Cracks in municipal debt markets raise questions about future Fed action
The coronavirus is taking its toll on state and local governments across the country, as funding strains force municipalities into balancing layoffs against providing essential services to Americans that were laid off themselves.
Investors fleeing from the municipal debt market also means municipalities are having difficulty issuing debt to finance themselves. In Jersey City, Mayor Steven Fulop is trying to plug a $70 million hole; $50 million of unanticipated revenue losses and $20 million in higher expenses to continue offering its community services.
“While layoffs are a last resort, the public should be aware that just because we’re government, we’re not immune from what’s happening.” Fulop told Yahoo Finance.
Normally, local and state governments have the option of issuing municipal debt to fund projects or the general account. But investors were hesitant to play in muni debt markets as businesses began closing en masse across the country, raising concerns about financial consequences of collecting taxes on businesses that have closed down.
Eroding confidence in the municipal bond market sent yields spiking across the board.
A one-year Jersey City bond maturing in January 2021 was issued two months ago at a yield of 0.98%, according to data from S&P Capital IQ and Securities Evaluations. On March 18, after New Jersey announced state-wide school closures and ordered businesses to shut down, yields spiked to as high as 4%.
Comparable 1-year U.S. Treasuries were trading at about 0.19% that day.
“We were trading as if we were going to default and I knew we weren’t, but that’s where the market was,” Fulop said.
The same story is playing out for states and cities across the country. EPFR data cited by Goldman Sachs shows that as of March 27, mutual funds purged $10.7 billion in muni bonds year-to-date.
The Federal Reserve has stepped in by offering short-term loans to investors looking to temporarily liquidate their muni bond positions, through its Money Market Mutual Fund Liquidity Facility. But with unemployment insurance claims overloading state governments, the Fed is facing calls to act further on muni markets.

******************************

• [Required work]:
1. Do these statements agree with the article on municipal debt markets? Answer yes or no for each and quote the deciding words of the article. (a) Jersey City's $70 million hole includes $20 million in higher expenses. (b) The one-year Jersey City bond maturing in January 2021 was issued at a yield of 4%. (c) The Federal Reserve is offering long-term loans to investors in muni bonds.
2. Copy the article on municipal debt markets word for word, starting with "A one-year Jersey" and going on through "0.19% that day.".

******************************

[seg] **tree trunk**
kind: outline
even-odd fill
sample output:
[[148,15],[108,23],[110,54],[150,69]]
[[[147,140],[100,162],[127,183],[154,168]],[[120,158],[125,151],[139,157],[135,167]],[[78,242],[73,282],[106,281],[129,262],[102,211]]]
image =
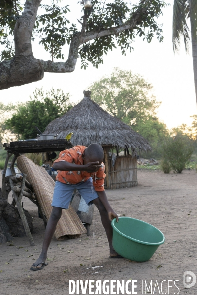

******************************

• [Answers below]:
1.
(a) Yes: "$50 million of unanticipated revenue losses and $20 million in higher expenses"
(b) No: "was issued two months ago at a yield of 0.98%"
(c) No: "offering short-term loans to investors looking to temporarily liquidate their muni bond positions"

2.
A one-year Jersey City bond maturing in January 2021 was issued two months ago at a yield of 0.98%, according to data from S&P Capital IQ and Securities Evaluations. On March 18, after New Jersey announced state-wide school closures and ordered businesses to shut down, yields spiked to as high as 4%.
Comparable 1-year U.S. Treasuries were trading at about 0.19% that day.